# [INSTRUCTIONS TO FOLLOW]
Which lines in the listing below contain the word "white"? Report each of those lines in full.

# [INFORMATION SUPPLIED]
------------------------------------------------------------------------
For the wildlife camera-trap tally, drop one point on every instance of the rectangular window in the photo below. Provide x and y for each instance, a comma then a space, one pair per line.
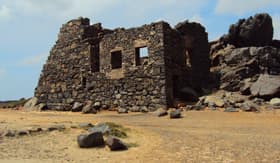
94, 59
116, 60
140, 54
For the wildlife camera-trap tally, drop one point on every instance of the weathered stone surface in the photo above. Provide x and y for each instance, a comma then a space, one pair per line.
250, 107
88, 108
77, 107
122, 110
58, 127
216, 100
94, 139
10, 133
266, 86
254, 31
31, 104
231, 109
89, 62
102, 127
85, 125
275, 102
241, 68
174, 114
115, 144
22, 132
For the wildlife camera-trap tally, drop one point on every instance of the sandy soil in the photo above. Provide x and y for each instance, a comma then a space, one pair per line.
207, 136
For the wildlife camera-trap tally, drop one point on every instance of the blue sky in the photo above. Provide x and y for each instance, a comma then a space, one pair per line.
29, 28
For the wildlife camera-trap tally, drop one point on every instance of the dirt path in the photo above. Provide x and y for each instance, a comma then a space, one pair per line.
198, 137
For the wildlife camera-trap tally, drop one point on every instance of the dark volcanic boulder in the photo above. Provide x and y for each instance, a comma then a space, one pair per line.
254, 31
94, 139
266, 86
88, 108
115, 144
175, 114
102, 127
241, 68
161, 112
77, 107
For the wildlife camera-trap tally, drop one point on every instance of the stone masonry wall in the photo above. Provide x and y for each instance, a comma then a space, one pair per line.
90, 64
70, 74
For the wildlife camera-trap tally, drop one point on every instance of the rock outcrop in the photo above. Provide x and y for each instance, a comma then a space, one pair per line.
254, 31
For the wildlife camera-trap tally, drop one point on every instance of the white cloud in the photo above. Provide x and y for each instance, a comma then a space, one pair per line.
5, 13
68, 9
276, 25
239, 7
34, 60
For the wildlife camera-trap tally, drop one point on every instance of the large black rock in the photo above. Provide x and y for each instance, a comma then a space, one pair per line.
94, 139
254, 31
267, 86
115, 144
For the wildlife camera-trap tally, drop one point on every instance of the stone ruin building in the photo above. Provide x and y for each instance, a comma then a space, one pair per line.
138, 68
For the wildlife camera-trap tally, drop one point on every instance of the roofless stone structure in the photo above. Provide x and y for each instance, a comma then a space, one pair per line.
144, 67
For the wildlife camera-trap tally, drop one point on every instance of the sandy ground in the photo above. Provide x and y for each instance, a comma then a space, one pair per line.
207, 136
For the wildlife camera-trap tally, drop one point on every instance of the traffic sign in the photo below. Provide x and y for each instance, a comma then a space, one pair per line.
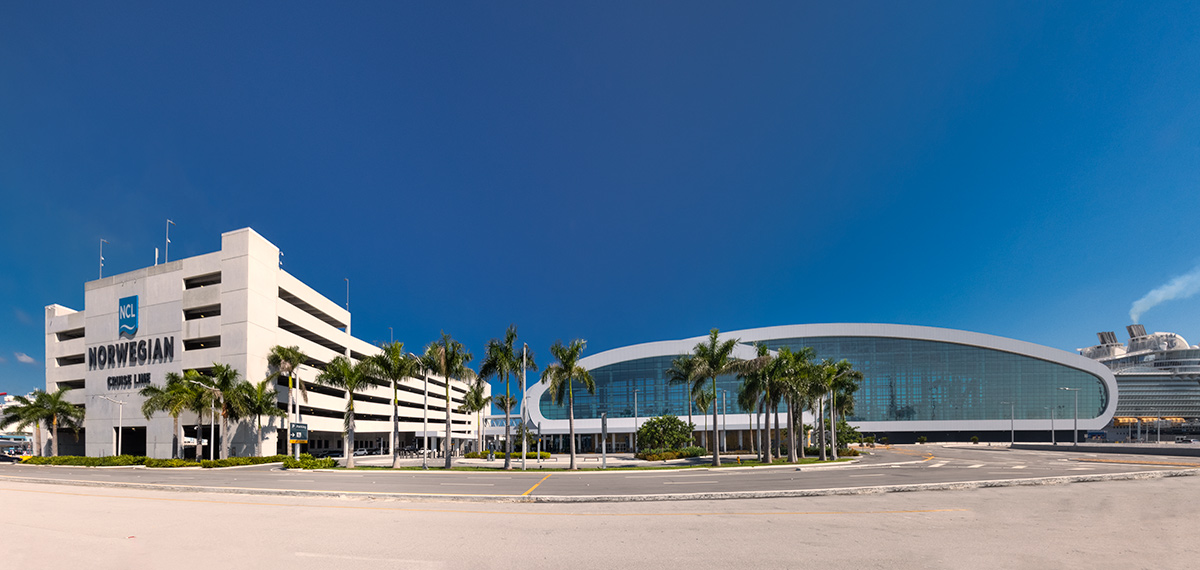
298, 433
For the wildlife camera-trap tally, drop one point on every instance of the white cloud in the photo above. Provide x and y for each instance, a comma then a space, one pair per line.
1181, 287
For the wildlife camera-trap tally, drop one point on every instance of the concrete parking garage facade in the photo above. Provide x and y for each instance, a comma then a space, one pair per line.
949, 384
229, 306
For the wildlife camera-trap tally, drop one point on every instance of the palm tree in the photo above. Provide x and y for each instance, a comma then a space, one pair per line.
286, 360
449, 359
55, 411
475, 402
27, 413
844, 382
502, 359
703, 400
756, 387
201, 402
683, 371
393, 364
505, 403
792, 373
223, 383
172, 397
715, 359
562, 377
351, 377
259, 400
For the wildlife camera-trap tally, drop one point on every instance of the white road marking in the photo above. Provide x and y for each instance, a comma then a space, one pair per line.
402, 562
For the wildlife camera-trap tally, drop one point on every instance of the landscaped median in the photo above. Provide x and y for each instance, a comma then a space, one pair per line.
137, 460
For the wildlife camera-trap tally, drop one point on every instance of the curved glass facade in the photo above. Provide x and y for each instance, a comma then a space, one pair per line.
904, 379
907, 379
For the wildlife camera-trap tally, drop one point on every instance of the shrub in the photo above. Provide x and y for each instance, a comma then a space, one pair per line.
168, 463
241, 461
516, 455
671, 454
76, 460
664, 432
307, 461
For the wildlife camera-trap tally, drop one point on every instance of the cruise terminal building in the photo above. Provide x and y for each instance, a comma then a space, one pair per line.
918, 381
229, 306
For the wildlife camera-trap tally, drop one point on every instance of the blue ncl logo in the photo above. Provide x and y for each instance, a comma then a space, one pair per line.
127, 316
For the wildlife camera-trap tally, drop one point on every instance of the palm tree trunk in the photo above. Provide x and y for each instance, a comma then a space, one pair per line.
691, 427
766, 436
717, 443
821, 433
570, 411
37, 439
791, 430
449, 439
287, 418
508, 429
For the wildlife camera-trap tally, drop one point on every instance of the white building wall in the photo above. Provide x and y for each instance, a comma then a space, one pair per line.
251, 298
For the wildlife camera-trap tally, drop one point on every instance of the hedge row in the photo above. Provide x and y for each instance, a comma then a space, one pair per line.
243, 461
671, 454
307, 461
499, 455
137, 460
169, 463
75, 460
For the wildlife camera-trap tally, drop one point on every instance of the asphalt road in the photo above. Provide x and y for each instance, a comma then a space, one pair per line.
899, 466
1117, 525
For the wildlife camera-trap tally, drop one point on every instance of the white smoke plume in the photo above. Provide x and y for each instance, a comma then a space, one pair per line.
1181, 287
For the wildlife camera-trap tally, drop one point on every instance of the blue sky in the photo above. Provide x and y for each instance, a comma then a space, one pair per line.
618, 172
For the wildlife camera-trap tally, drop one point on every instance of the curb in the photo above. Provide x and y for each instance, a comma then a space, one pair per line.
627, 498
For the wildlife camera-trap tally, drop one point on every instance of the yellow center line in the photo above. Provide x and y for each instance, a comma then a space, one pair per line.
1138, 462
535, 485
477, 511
------------------------------------------------------------------------
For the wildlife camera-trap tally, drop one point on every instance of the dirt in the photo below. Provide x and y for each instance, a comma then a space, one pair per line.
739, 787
------------------------------------------------------------------------
# [TASK OUTPUT]
For the wildlife camera-trap tally, drop one point on every instance of the white cloud in the photo above. Provide x and y for each instance, a comma then a space, one pair per line.
For the wildlife camera-trap tally, drop one point on every instance of the white cloud in the photo above. Provide x and y for each instance, a comma then a space, one pair per line.
For the wildlife camera-trap tally, drop one point on every instance of the white road marking in the photo above. Provide x and y for each instance, a comma then a space, one pair per line.
For the wildlife camera-trap tally, drop one point on every instance of the white building wall in the photo above. Provide x and y for each instance, a comma then a space, one pair per line.
For the wildlife camera-trap tally, drop one point on every instance of the white smoke plume in the photo above. Provide x and y for each instance, a comma then a space, one pair per line.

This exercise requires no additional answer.